> [Your task] Reproduce each of the following records verbatim, preserving every line and character without alteration.
-- BEGIN Records provided --
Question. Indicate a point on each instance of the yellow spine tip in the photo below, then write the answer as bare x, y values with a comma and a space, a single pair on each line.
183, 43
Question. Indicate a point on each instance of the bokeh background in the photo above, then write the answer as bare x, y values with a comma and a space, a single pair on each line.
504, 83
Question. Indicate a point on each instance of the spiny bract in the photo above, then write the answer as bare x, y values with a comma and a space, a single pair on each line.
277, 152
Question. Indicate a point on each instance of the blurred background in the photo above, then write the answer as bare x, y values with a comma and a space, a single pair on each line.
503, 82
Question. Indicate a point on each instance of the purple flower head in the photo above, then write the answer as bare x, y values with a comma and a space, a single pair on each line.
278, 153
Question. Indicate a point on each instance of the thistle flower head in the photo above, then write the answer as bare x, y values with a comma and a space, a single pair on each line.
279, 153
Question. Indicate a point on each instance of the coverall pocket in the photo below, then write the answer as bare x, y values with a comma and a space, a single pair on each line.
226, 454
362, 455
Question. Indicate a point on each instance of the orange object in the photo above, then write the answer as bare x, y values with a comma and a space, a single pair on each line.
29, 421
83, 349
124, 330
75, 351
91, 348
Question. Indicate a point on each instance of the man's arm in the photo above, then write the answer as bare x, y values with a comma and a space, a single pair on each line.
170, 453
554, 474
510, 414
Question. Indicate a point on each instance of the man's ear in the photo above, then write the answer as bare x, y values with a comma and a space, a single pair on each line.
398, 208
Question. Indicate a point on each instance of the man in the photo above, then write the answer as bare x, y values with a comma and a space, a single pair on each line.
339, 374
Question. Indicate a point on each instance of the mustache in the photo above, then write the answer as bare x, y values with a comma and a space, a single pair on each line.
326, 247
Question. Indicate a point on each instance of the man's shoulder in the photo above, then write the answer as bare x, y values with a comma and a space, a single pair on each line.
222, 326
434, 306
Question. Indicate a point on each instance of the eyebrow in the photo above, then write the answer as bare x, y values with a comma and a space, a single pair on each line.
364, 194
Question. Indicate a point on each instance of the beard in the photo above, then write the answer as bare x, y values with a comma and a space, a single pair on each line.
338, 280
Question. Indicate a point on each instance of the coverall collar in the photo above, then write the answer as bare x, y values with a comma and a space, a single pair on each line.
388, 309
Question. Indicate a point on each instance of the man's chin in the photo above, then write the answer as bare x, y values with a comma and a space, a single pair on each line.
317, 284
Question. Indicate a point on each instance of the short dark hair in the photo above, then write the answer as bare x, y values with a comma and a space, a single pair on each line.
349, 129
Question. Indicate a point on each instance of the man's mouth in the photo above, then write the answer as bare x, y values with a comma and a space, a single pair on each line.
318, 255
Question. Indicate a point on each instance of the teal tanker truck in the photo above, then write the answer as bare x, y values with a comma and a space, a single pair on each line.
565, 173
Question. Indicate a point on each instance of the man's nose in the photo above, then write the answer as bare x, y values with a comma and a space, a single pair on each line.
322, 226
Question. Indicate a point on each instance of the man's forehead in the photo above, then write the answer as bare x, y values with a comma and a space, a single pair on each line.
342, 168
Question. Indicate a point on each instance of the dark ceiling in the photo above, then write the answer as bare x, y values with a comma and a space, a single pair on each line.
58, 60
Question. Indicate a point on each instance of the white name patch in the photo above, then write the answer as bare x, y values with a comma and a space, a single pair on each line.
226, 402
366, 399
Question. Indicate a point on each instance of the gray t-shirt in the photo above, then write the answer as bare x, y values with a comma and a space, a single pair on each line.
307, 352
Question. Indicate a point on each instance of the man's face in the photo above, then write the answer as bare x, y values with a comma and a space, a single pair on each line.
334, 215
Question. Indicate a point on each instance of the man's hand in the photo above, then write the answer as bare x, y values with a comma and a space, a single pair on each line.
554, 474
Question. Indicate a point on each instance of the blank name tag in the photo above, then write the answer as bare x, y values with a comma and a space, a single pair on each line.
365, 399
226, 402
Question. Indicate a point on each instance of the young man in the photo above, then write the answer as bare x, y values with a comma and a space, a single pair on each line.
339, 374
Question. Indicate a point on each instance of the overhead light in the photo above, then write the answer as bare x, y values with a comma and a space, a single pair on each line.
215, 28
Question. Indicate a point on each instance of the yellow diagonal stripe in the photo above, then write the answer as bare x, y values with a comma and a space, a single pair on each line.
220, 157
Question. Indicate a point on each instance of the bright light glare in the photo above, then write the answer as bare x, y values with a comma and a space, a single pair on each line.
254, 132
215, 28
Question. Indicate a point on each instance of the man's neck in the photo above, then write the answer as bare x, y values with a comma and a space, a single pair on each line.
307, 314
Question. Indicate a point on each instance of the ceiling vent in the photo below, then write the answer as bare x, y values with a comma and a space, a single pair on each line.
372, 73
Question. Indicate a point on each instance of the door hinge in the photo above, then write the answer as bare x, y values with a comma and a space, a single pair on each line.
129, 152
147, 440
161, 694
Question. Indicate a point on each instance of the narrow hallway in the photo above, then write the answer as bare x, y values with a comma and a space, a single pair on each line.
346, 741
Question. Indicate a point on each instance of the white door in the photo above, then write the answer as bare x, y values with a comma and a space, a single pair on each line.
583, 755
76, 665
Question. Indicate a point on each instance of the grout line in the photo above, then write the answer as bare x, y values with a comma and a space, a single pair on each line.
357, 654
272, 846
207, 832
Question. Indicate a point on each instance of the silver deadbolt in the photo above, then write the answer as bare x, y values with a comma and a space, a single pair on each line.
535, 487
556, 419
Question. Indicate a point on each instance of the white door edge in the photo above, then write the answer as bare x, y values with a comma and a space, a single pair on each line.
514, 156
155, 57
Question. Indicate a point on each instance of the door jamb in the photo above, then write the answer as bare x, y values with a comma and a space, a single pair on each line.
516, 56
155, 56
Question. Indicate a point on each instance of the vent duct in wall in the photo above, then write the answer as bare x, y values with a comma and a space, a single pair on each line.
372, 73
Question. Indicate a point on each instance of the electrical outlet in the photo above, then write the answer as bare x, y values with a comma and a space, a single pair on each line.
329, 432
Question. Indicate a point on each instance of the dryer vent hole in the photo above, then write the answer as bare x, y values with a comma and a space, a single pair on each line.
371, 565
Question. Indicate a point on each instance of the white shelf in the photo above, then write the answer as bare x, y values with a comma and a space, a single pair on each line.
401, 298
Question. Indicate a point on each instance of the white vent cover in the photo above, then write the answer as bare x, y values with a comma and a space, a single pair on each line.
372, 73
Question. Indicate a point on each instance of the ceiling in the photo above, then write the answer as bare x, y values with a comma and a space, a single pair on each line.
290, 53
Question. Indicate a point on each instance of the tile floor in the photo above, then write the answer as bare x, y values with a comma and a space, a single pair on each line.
-- END Records provided --
> [Exercise answer]
Question. Indicate a point on each instance of the yellow spine tip in the photo below, then write the answer as bare x, y values with a comma and a space, a single pair on each line.
183, 43
Question. Indicate a point on each instance of the bokeh background in the photo above, then write the answer as bare x, y values with a comma and a space, a single pair on each line.
504, 83
Question. Indicate a point on each instance of the spiny bract in the photo above, then write the answer as bare x, y values with a comma and a space, a single pair on each line.
277, 152
Question. Indicate a point on each instance of the blurred background in the photo above, then write the answer as bare x, y values with a comma and a space, a single pair on each line.
503, 82
Question. Indicate a point on each instance of the purple flower head in the photo above, then write the answer as bare x, y values with a comma and a space, a single pair on each line.
278, 153
Question. Indicate a point on each instance of the thistle flower head in the photo above, then write the answer as bare x, y values with a comma and a space, a single pair on each line.
279, 153
Question. Indicate a point on each instance of the coverall pocket in the photo below, then write the answer as bare x, y values with a comma and a space, a single pair on each line.
226, 454
362, 455
Question. Indicate a point on each instance of the orange object in the photo above, then write the answer as bare x, y values with a comma and a space, a single pair on each line.
29, 421
83, 349
124, 330
75, 351
91, 348
Question. Indicate a point on each instance of the man's arm in the photo above, then write the answer as bare x, y values with a comma and a space, a single pair on each line.
170, 453
554, 474
510, 414
Question. Indicate a point on each instance of the man's ear in the photo above, then write the answer as bare x, y values with a comma and a space, a single pair on each line.
398, 208
Question. Indicate a point on each instance of the man in the photo above, then write the answer as bare x, y values with a comma and a space, a single pair on each line.
339, 374
Question. Indicate a point on each instance of the mustache in the photo above, then write the answer as bare x, y values with a comma and a space, a single pair on each line.
326, 247
Question. Indicate a point on each instance of the man's shoulder in the photo above, then write the answer as bare x, y values with a comma and a space, a single pair on each line.
222, 326
434, 306
Question. Indicate a point on each instance of the eyebrow in the photo above, then write the answer as bare x, y values with a comma and a space, a single pair on each line.
364, 194
Question. Indicate a point on each instance of the beard in the photo above, then write the answer as bare x, y values with a comma and a space, a single pair on each line.
338, 280
Question. Indicate a point on each instance of the coverall collar in the photo above, then write the answer as bare x, y values with a comma and a space, a single pair on each line.
388, 309
Question. Indicate a point on each instance of the man's chin in the photo above, then write the answer as bare x, y values with a comma and a space, a single pair on each line.
317, 284
Question. Indicate a point on each instance of the short dark hair in the photo above, then write the answer as bare x, y values with a comma and a space, a single pair on each line.
349, 129
Question. Indicate a point on each instance of the man's mouth in the photo above, then write the answer as bare x, y values with a comma and a space, a single pair on each line.
318, 255
Question. Indicate a point on each instance of the teal tanker truck in the photo above, then write the answer as bare x, y values with a comma and a space, a single pair on each line.
565, 173
Question. Indicate a point on each instance of the man's nose in the photo above, then write the answer as bare x, y values with a comma and a space, a single pair on each line.
322, 226
Question. Indicate a point on each instance of the man's forehead in the photo above, then write the answer as bare x, y values with a comma and a space, a single pair on each line.
342, 168
Question. Indicate a point on each instance of the dark ceiling in the photo above, then write the answer as bare x, y values with a comma and a space, a single pair on each line.
58, 60
Question. Indicate a point on each instance of the white name patch in the photo above, then write the answer as bare x, y values with a comma and a space, a single pair on each line.
226, 402
366, 399
Question. Indicate a point on each instance of the gray t-shirt in the photo above, then write the answer as bare x, y values with a comma and a space, a single pair on each line.
307, 352
Question. Indicate a point on each instance of the man's face in the photo above, then write the answer as bare x, y values with a comma and a space, a single pair on each line.
334, 215
Question. Indicate a point on each instance of the man's hand in the photo above, then write the answer as bare x, y values with a comma and a space, a single pair on each line.
554, 474
Question. Indicate a point on each instance of the blank name tag in the photo above, then write the answer as bare x, y values with a comma and a space, a single pair on each line.
365, 399
226, 402
Question. Indicate a point on each instance of the young man in the photo above, then write the answer as bare x, y values with a comma and a space, a single pair on each line.
339, 374
Question. Indicate a point on each instance of the overhead light in the photo above, then write the answer as bare x, y values with a comma and a space, a single pair on each line.
215, 28
Question. Indicate a point on each instance of the yellow diagonal stripe in the photo above, then write the answer as bare x, y values with a comma and a space, a single pair on each line.
220, 157
Question. Indicate a point on each instance of the bright light glare in the photo above, then write the answer as bare x, y values with a comma and a space, a single pair on each line.
254, 132
215, 28
Question. Indicate a point on each instance of the man's neck in the photo above, then write the answer as bare x, y values with a comma and a space, a single pair on each line.
307, 314
Question. Indicate a point on each instance of the ceiling vent in the photo below, then write the answer as bare x, y values with a comma and a space, a single pair on each line.
372, 73
Question. Indicate a point on each instance of the door hinge in the photo above, then write the answer as bare x, y values with a comma and a space, a single pair on each line.
129, 152
147, 440
161, 694
Question. Indicate a point on each instance of the narrow hallway in the photo above, then write the answer as bare x, y values with a comma and a space, a single pair on each line.
346, 741
Question. Indicate a point on each instance of the white door in the photo above, then write the answer as bare x, y values with a comma and a space, a single pair on each line.
583, 755
76, 665
Question. Indicate a point on each instance of the grout line in the photo above, then write the answer as bare x, y values with a comma and a space, a single pair on each line.
357, 654
272, 846
207, 832
Question. Indicate a point on each instance of the silver deadbolt in the photo above, then write the answer as bare x, y values with a comma and a space, a single pair on each line.
535, 487
556, 419
Question. Indicate a point on each instance of the white door edge in the photo above, then write the answer as bare x, y values with a comma and a space, a single pair on each line.
514, 156
155, 57
Question. Indicate a point on each instance of the door jamb in the photo above, then write the answer as bare x, y values with a comma and a space, a single pair on each line.
516, 56
155, 56
Question. Indicate a point on each instance of the vent duct in wall in the photo above, then write the answer as bare x, y values with a comma and a space, a single pair on each line.
372, 73
Question. Indicate a point on each instance of the electrical outlet in the photo above, then write the answer as bare x, y values with a comma and a space, a single pair on each line.
329, 432
Question. Indicate a point on each instance of the dryer vent hole in the photo above, then write the answer as bare x, y values with a comma and a space, a single pair on each line.
371, 565
Question. Indicate a point on each instance of the white shelf in the photo above, then write the answer as bare x, y values with a comma and a space, a single pair on each line.
401, 298
Question. Indicate a point on each instance of the white vent cover in the photo above, then write the answer as bare x, y values with a comma and a space, a single pair on each line.
372, 73
Question. Indicate a point on each instance of the ceiling in the photo above, then write the answer as bare x, y values with a comma and a space, a single pair on each line.
290, 53
Question. Indicate a point on each instance of the tile floor in the photo above, then write the answer as bare x, y values with a comma and a space, a single pair on each line.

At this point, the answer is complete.